CodeBetter.Com
CodeBetter.Com
RSS 2.0 via Feedburner
           Do you Twitter? Follow us @CodeBetter

Patrick Smacchia [MVP C#]

July 2007 - Posts

  • I want non-nullable types in C#4

     
    There is no-doubt that the C#2 nullable-types is a cool feature. However I regret that C# don't support the other half of the paradigm: the non-nullable types.

     

    The same way as nullable-types allow null values for value-types, non-nullable types forbid null references for reference types. In the following example the method AcceptNonNullString(string!) takes a non-nullable string as parameter.

     

    static void AcceptNullString(string s) {

       AcceptNonNullString(null); // <- Here the compiler emit an error.

       AcceptNonNullString(s);    // <- Here the compiler emit an error

                                  //    because 's' might be null.

    }

     

    static void AcceptNonNullString(string! s) {

       // Here we have the garantee that the reference 's' is not null.

       int length = s.Length;

    }

     

    The ! syntax comes from the an extension of C# named Spec# . I think it is an elegant and concise syntax that allows to get rid of a problem programmers face every day: NullReferenceException. This power comes at a cost. There exist some cases where the compiler should be tweaked in order to ensure the non-nullable condition, for example:

    • ·         There is problem to check non-nullable instance fields:

          public class Foo {

              string! m_String;

              public Foo(string! s) {

                  // Here the compiler must understand that m_String

                  // hasn't been assigned yet and is null.

                  int length = m_String.Length;

                  m_String = s;

             }

          }

    • ·          There is problem to check non-nullable static fields:

          public class Foo {

              static string! s_String;

              static Foo() {

                  // Here the compiler must understand that s_String

                  // hasn't been assigned yet and is null.

                  int length = s_String.Length;

                  s_String = "hello";

             }

          }

    • ·         There is problem to check arrays of non-nullable elements:

          void Method() {

              string![] array = new string![2];

              // Here array[0] and array[1] are null references.

              array[0] = "hello";

              array[1] = "hello";

          }

     

    More information on these problems can be found here on these excellent blog posts [1] [2] [3] [4] by Cyrus Najmabadi, a software design engineer on the C# team.
==*==
# TASK LIST
(1) Does each statement below agree with the post on non-nullable types in C#? For each, answer yes or no and quote the deciding words of the post exactly. (a) The ! syntax is taken from Spec#. (b) The author says non-nullable types bring no cost. (c) Cyrus Najmabadi works as a software design engineer on the C# team.
(2) How many lines of the records contain the word "paved"? Give only the number.
The post and the records are unrelated material.
==*==
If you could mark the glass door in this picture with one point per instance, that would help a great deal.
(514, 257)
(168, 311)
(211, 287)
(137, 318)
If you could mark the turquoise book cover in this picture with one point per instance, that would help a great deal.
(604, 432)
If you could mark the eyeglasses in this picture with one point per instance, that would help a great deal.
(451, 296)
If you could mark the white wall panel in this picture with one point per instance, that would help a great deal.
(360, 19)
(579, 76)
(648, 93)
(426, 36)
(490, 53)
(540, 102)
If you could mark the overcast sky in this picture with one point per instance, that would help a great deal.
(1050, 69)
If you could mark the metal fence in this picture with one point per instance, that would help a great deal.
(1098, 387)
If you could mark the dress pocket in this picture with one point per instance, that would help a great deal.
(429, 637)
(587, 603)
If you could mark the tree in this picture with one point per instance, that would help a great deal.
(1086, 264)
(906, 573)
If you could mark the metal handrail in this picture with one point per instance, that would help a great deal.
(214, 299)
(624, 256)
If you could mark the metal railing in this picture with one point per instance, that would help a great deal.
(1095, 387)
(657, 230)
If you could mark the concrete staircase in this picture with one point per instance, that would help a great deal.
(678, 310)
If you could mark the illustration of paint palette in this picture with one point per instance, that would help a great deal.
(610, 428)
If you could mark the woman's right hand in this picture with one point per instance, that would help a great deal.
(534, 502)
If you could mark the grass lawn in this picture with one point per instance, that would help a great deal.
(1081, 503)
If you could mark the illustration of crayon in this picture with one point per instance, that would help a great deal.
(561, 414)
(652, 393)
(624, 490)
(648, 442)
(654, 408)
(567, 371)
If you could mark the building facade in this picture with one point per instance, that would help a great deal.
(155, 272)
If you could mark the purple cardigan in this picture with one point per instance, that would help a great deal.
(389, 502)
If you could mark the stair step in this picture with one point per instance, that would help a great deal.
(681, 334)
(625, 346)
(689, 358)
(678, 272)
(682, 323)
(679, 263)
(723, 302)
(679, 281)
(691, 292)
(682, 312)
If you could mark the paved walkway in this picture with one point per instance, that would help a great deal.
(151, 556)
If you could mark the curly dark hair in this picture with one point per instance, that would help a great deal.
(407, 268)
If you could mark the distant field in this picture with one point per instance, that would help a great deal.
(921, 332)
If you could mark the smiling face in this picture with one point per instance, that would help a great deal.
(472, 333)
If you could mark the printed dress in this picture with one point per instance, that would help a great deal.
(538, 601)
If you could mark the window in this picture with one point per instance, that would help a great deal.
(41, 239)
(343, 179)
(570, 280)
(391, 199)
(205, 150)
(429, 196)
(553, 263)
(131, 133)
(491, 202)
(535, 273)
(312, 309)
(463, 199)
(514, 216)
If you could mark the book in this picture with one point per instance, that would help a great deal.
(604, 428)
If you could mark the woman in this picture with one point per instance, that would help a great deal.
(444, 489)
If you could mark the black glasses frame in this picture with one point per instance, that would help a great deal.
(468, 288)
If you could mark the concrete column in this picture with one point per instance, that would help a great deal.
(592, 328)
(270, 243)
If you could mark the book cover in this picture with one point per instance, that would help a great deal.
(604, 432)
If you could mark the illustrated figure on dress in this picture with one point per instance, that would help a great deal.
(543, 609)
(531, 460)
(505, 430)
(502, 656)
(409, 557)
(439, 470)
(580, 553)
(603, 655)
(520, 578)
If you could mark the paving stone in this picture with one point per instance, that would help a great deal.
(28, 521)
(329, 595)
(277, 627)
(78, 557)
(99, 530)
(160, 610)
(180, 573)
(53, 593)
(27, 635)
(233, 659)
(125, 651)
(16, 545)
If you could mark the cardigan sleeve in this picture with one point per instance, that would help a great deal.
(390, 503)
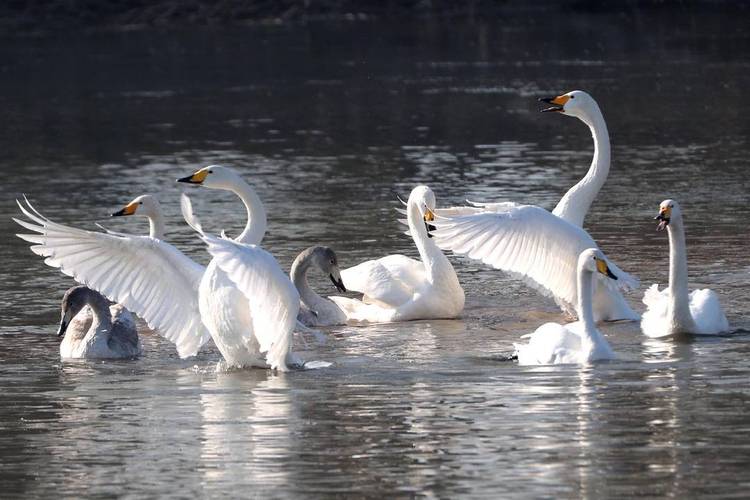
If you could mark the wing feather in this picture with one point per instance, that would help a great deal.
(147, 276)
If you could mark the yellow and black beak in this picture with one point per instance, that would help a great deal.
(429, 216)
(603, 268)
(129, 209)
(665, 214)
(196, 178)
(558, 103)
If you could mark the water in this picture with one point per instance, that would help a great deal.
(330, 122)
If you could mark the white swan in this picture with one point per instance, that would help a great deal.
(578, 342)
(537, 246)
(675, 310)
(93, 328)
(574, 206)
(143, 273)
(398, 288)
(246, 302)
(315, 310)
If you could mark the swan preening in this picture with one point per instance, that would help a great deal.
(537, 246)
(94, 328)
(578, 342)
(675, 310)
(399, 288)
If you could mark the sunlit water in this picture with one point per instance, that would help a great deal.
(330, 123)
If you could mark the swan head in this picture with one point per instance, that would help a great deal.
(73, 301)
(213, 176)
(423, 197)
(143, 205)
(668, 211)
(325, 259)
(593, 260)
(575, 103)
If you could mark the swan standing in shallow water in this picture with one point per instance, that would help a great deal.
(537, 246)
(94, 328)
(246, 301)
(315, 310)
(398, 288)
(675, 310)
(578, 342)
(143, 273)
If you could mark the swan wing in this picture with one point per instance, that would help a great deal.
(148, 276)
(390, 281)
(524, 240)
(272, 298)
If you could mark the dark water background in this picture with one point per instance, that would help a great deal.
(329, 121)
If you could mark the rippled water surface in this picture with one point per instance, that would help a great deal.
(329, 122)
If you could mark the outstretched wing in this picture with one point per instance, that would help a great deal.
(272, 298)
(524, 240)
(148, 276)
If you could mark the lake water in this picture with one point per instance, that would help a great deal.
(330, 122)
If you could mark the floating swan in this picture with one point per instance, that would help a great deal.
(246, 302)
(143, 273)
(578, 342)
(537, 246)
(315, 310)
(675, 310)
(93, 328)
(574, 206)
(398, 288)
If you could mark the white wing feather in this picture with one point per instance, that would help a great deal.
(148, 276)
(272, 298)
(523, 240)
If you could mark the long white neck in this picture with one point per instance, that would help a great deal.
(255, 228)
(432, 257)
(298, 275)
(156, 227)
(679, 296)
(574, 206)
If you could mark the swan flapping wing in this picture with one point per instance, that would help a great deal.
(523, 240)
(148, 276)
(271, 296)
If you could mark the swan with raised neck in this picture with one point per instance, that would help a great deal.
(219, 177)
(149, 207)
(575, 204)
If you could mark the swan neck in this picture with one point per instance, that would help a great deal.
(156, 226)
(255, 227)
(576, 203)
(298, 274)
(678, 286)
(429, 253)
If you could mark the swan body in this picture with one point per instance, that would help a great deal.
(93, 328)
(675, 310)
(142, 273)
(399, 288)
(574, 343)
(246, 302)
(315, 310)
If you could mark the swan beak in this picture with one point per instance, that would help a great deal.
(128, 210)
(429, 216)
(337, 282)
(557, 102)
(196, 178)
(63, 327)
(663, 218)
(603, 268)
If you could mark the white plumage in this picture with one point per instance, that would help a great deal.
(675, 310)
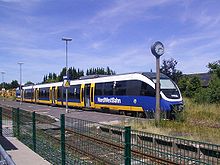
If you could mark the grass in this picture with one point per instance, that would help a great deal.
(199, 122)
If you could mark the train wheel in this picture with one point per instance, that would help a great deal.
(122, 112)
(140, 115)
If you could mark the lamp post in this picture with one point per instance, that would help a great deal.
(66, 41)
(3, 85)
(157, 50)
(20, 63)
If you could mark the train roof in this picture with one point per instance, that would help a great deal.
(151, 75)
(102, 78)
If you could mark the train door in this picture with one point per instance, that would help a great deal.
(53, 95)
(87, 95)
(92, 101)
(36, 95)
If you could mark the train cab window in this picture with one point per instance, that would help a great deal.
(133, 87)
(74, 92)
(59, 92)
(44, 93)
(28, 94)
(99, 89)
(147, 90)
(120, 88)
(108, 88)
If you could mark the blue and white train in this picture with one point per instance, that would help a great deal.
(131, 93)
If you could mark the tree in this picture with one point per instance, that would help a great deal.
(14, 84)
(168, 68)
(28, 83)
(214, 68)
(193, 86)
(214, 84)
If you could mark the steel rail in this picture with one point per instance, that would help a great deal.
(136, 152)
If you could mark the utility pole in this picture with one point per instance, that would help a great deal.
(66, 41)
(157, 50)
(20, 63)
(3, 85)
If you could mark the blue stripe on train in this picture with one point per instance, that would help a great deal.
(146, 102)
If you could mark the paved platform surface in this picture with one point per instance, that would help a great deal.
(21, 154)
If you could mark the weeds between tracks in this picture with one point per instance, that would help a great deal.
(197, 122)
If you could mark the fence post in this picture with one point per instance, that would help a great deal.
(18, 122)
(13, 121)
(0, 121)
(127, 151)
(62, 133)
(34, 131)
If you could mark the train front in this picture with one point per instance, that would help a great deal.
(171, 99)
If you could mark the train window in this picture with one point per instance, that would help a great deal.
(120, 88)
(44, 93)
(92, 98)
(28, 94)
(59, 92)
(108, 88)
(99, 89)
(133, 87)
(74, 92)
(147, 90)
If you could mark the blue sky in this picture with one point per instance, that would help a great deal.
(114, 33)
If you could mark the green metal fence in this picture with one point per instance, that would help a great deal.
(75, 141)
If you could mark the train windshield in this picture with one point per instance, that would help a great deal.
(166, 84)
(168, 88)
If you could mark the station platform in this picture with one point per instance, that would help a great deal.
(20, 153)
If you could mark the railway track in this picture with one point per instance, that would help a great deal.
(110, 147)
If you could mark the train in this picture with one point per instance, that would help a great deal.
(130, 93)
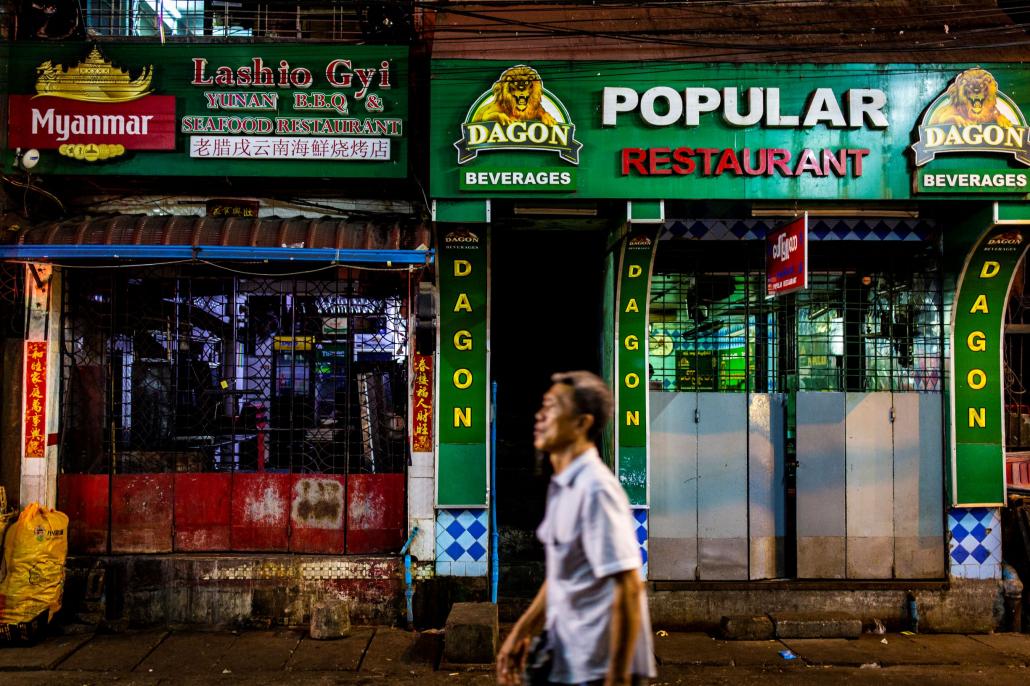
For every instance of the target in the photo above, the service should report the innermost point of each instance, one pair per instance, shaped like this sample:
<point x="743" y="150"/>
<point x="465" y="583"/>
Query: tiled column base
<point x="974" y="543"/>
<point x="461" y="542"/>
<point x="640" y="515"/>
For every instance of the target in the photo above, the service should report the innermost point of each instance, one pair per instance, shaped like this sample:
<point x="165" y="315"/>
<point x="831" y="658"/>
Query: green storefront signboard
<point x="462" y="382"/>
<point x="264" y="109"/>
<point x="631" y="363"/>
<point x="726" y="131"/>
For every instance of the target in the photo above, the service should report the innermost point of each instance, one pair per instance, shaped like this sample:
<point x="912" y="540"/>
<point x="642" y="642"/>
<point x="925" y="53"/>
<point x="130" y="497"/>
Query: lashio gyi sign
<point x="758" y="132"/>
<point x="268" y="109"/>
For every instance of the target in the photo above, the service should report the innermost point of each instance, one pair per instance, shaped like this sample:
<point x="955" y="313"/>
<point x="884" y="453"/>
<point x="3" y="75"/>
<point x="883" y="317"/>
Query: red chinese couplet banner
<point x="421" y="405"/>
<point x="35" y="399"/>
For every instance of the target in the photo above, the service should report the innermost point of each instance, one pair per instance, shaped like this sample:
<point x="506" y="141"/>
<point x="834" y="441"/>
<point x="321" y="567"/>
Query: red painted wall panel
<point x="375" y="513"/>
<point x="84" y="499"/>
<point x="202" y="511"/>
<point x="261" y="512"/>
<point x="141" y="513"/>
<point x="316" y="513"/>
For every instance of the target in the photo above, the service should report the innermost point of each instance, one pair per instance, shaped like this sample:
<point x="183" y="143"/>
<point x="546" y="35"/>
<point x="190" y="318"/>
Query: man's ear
==*==
# WORKED ANSWERS
(1)
(a) Yes: "an extension of C# named Spec#"
(b) No: "This power comes at a cost."
(c) Yes: "a software design engineer on the C# team"

(2) 2